*BRIEF:* The answer must consist of the records below, repeated exactly.

** SUPPLIED MATERIAL follows **

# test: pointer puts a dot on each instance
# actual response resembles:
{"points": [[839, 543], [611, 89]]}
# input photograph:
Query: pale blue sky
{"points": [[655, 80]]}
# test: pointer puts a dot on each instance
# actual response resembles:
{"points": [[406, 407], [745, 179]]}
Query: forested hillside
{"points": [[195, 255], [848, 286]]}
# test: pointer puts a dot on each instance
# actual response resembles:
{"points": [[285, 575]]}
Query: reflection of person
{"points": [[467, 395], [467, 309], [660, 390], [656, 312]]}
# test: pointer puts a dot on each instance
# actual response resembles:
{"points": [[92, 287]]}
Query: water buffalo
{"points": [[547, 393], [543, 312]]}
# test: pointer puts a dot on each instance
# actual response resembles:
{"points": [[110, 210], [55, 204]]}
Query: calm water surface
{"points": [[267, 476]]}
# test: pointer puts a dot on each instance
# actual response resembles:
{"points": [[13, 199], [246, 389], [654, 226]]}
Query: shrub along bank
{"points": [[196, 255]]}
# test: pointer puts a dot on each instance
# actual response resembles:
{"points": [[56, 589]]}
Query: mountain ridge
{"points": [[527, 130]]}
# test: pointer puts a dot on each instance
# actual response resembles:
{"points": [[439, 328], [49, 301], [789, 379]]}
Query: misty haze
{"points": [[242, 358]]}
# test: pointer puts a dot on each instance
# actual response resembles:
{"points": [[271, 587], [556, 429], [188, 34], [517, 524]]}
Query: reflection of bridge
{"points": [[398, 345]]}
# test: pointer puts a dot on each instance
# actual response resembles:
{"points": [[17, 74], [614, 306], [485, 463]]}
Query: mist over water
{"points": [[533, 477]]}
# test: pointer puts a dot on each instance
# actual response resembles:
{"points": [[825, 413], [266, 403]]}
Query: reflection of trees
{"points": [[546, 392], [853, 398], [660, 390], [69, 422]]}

** End of SUPPLIED MATERIAL **

*ANSWER BOX:*
# test: pointer puts a dot on each instance
# actual response resembles:
{"points": [[839, 543], [611, 89]]}
# input photograph:
Query: pale blue sky
{"points": [[655, 80]]}
# test: pointer puts a dot on each instance
# actual response resembles:
{"points": [[406, 407], [745, 179]]}
Query: forested hillside
{"points": [[195, 255], [848, 286]]}
# test: pointer puts a dot on each instance
# actual response resembles:
{"points": [[285, 575]]}
Query: reflection of person
{"points": [[467, 395], [467, 309], [660, 390], [656, 312]]}
# test: pointer puts a dot on each instance
# actual response resembles:
{"points": [[92, 287]]}
Query: water buffalo
{"points": [[547, 393], [543, 312]]}
# test: pointer puts a dot on each instance
# actual response resembles:
{"points": [[110, 210], [55, 204]]}
Query: calm water surface
{"points": [[267, 476]]}
# test: pointer puts a dot on each instance
# actual response resembles:
{"points": [[13, 199], [246, 389], [654, 226]]}
Query: shrub along bank
{"points": [[196, 255]]}
# test: pointer puts a dot on each instance
# actual response resembles:
{"points": [[56, 589]]}
Query: mountain ridge
{"points": [[527, 130]]}
# test: pointer puts a dot on each instance
# actual response resembles:
{"points": [[439, 328], [49, 301], [789, 379]]}
Query: misty haze
{"points": [[242, 358]]}
# test: pointer puts a dot on each instance
# actual response resembles:
{"points": [[271, 587], [556, 429], [188, 34], [517, 524]]}
Query: reflection of bridge
{"points": [[398, 345]]}
# test: pointer puts a dot on each instance
# actual response resembles:
{"points": [[17, 74], [614, 306], [485, 463]]}
Query: mist over water
{"points": [[533, 477]]}
# test: pointer puts a dot on each instance
# actual response resembles:
{"points": [[825, 413], [266, 403]]}
Query: reflection of trees
{"points": [[546, 392], [853, 398], [660, 390], [69, 422]]}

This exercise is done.